## PROBLEM DETAILS
Count the lines in the items below that contain the string "wall", treating uppercase and lowercase as different. Give only the number.
---- EXCERPTED DATA
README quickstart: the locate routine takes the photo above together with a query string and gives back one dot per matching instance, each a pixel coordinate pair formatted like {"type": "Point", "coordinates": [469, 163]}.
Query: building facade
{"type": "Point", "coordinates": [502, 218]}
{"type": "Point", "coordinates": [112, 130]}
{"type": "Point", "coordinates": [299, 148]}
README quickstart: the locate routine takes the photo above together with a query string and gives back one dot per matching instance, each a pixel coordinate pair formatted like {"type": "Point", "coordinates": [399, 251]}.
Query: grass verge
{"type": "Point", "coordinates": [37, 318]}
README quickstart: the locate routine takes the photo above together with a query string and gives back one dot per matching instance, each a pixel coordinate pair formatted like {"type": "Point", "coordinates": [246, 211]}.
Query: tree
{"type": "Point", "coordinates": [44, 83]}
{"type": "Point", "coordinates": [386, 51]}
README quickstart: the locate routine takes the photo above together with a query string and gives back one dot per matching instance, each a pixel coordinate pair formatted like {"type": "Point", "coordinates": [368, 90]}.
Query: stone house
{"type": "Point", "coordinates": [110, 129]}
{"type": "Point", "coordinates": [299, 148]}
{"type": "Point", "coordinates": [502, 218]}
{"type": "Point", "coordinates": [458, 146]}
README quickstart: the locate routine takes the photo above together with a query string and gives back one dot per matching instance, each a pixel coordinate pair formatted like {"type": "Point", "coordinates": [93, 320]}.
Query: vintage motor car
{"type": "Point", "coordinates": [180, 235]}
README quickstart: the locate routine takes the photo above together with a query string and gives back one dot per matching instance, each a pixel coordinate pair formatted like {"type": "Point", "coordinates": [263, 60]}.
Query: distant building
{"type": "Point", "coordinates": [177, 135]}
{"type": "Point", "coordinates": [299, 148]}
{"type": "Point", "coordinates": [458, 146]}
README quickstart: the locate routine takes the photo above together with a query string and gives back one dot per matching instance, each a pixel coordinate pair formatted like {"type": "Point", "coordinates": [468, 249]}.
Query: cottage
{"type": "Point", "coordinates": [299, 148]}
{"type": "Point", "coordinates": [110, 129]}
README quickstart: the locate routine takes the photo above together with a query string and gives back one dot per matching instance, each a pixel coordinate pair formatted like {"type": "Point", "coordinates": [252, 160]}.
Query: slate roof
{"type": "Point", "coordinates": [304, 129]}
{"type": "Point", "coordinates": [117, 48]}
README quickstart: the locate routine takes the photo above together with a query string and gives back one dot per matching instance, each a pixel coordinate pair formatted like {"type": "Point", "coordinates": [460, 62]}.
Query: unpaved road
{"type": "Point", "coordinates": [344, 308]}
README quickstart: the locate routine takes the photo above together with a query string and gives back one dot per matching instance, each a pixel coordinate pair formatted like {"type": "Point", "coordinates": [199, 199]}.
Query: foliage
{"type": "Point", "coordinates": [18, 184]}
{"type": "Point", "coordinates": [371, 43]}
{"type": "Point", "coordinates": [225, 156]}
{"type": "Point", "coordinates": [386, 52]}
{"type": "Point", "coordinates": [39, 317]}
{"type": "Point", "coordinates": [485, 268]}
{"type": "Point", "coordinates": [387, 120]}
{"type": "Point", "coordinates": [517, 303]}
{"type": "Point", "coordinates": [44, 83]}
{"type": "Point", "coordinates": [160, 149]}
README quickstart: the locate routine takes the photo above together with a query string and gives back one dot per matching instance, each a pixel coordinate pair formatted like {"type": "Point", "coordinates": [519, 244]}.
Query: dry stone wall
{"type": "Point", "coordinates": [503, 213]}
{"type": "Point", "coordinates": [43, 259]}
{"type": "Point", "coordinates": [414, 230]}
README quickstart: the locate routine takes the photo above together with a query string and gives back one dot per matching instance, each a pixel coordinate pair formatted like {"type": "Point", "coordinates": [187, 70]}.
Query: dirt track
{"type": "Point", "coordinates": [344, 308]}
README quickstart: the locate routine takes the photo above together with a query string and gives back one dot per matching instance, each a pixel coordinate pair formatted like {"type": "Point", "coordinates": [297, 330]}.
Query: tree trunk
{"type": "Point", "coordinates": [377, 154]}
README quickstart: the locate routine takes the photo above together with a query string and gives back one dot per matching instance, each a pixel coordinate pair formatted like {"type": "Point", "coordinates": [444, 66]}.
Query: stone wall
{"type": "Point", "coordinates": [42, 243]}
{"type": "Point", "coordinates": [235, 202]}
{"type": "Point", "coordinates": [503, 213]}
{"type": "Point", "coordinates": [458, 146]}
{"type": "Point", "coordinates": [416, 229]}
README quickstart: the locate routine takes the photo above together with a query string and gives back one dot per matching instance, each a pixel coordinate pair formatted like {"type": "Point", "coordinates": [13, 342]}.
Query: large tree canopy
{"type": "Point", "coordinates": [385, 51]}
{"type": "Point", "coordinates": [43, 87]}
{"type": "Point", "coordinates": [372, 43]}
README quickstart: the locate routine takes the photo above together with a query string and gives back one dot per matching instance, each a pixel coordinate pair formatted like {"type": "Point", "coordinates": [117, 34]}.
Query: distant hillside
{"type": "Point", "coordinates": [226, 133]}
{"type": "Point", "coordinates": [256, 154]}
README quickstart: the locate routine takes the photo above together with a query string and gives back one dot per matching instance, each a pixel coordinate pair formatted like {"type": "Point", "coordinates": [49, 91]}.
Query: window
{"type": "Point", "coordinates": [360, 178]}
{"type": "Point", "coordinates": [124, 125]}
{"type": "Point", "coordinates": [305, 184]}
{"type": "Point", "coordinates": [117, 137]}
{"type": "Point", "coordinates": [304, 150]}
--------
## THE SOLUTION
2